Цель задания
Переведите на английский язык предложение из текста о семье Андрея: «Она читала внуку первые книги, в том числе и Евангелие».

Текст документа
Первенец родился, когда матери было 28 лет, а отцу — 32. По тогдашним российским меркам — поздний ребенок. О силе чувств отца говорит то, что он от имени малыша вел дневник, в который записывал события первых месяцев его жизни, затем первые произнесенные слова. Однако в 1921 году отцовское чувство требовало от московского интеллигента и совсем других усилий: «Катин муж ездил в Киевскую губернию за продуктами, долго проездил, но и привез много. Я рад, что сынишка их будет теперь обеспечен и не будет так голодать, как голодали в 19 и 20-м году мои. Сынишка их здоров и очень славный мальчик». Это пишет дядя мальчика, в 1920 году похоронивший двоих малолетних детей.

Родительские чувства — даже в условиях социальной бури — понять легко. Труднее понять, как у сына этих родителей могло возникнуть чувство социального оптимизма, если оба его деда пострадали от большевиков — один был вынужден бежать от них, другого лишили заслуженной пенсии.

Важную роль в мировосприятии Андрея сыграла бабушка Мария Сахарова, в девичестве Домуховская, «бабаня», которая была «душой семьи, ее центром», «человеком совершенно исключительных душевных качеств: ума, доброты и отзывчивости, понимания сложностей и противоречий жизни». Она читала внуку первые книги, в том числе и Евангелие. С ней он обсуждал «почти каждую страницу» книг Толстого. Мария Петровна родилась в дворянской семье, училась в Павловском институте в Петербурге. Там познакомилась с участниками народнической организации «Народная воля» и помогала им. Ее самостоятельность и вольномыслие проявились в том, что с мужем они обвенчались лишь после восемнадцати лет совместной жизни, когда уже родились все шестеро их детей (Дмитрий, отец Андрея, был четвертым). Пережив вместе со страной недееспособность самодержавия, кровавый хаос мировой войны и демократическое безвластие Временного правительства, она с трезвым оптимизмом смотрела на жизнь. Ее взгляды Андрей суммировал так: «Большевики все же сумели навести порядок, укрепили Россию и сами укрепились у власти. Будем надеяться, что теперь их власть будет легче для людей».

(Записи с разметкой позиций)
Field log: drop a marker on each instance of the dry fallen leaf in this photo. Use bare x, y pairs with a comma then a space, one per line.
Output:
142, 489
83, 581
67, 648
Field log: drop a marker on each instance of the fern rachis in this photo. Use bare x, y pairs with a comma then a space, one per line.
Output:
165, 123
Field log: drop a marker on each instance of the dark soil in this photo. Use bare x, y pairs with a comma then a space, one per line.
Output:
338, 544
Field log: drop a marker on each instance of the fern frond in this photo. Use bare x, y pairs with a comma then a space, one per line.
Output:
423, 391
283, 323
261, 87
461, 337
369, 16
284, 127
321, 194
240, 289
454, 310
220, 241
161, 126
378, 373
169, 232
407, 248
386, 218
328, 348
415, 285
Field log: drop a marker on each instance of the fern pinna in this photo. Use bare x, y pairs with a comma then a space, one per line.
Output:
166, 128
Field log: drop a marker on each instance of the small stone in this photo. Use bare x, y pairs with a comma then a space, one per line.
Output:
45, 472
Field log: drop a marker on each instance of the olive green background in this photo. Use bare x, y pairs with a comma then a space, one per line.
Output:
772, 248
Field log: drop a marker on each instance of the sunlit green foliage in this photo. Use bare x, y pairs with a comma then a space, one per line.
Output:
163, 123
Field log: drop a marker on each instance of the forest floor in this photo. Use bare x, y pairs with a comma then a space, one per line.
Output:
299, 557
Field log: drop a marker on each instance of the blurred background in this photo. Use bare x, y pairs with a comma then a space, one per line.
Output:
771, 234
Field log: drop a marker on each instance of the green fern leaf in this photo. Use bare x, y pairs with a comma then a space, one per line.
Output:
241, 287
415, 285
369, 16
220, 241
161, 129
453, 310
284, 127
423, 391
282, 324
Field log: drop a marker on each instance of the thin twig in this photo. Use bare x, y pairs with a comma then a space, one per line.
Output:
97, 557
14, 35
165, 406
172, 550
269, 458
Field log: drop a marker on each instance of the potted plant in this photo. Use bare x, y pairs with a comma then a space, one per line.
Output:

Результат задания
She read her grandson his first books, including the Gospel.